▶ _Problem_
Retype the part of the forum introduction post that begins at the words "# New Member" and stops after "times a year.".

▶ _Selected excerpt_
'''

# New Member Stickmaster2000



## stickmaster2000 (Apr 10, 2007)

Hello all,

I have just joined this forum. I am a FMA practitioner of the Cacoy Doce Pares Eskrima System. I hold a Masters Degree in Cacoy Doce Pares Eskrima/Eskrido and 4th Degree Black Belt in Pangamot and am a personal student of Grandmaster Ciriaco 'Cacoy' Canete.

I teach Cacoy Doce Pares Eskrima in the UK at our full time Headquarters based in Plymouth, Devon and am Senior Chief Instructor of National Black Belt Academies which oversees a number of professional & amateur schools located around the UK.

I currently reside in Banawa, Cebu City, Philippines and travel back to the UK four times a year.

'''

▶ _Extracted data_
'''

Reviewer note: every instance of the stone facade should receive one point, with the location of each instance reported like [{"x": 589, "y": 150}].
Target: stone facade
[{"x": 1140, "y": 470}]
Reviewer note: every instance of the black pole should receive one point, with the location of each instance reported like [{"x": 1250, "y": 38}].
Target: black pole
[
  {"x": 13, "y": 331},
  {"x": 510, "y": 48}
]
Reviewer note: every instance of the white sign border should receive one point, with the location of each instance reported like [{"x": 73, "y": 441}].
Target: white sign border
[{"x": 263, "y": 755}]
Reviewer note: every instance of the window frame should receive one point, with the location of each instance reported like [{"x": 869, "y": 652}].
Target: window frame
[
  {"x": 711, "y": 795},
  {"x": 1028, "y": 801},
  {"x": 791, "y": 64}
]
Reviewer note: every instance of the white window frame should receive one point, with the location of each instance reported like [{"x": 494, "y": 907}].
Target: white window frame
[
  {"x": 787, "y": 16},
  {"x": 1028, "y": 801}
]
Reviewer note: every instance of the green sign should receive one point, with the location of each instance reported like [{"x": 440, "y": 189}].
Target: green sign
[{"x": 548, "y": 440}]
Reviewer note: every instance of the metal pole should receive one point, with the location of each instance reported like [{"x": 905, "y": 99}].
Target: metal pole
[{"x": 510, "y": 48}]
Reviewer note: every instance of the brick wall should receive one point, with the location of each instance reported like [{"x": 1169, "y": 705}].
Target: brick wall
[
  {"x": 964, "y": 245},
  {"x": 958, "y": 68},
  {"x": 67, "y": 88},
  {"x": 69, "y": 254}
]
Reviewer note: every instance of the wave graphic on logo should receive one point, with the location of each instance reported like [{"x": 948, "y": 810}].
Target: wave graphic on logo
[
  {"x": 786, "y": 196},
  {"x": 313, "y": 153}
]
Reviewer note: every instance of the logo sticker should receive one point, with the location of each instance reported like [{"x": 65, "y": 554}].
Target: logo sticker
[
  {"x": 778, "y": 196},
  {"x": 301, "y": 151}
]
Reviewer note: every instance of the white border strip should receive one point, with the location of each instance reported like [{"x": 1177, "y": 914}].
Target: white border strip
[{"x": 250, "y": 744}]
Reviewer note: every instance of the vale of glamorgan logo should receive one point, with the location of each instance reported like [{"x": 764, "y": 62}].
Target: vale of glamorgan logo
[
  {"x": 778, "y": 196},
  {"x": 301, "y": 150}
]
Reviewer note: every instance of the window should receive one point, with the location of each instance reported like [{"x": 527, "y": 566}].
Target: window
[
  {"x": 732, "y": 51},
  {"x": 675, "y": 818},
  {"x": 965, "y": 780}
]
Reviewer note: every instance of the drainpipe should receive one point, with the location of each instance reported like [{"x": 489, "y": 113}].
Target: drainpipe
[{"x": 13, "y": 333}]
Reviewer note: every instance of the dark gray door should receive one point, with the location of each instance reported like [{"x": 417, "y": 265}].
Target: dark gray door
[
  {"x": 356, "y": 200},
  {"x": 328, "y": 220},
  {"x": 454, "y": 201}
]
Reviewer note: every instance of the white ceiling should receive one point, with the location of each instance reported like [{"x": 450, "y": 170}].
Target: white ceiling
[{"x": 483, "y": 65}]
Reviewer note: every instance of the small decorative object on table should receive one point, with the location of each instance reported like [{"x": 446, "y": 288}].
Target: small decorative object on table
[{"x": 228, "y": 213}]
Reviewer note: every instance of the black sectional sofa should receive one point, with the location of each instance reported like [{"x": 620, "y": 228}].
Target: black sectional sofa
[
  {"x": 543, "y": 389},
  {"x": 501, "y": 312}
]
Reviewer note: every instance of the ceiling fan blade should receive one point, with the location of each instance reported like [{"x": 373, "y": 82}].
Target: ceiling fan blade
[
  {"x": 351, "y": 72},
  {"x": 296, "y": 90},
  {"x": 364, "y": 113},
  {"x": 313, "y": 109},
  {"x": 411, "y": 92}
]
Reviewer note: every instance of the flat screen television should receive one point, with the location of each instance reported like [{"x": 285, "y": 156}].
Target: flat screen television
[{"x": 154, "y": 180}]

'''

▶ _Result of this exercise_
# New Member Stickmaster2000



## stickmaster2000 (Apr 10, 2007)

Hello all,

I have just joined this forum. I am a FMA practitioner of the Cacoy Doce Pares Eskrima System. I hold a Masters Degree in Cacoy Doce Pares Eskrima/Eskrido and 4th Degree Black Belt in Pangamot and am a personal student of Grandmaster Ciriaco 'Cacoy' Canete.

I teach Cacoy Doce Pares Eskrima in the UK at our full time Headquarters based in Plymouth, Devon and am Senior Chief Instructor of National Black Belt Academies which oversees a number of professional & amateur schools located around the UK.

I currently reside in Banawa, Cebu City, Philippines and travel back to the UK four times a year.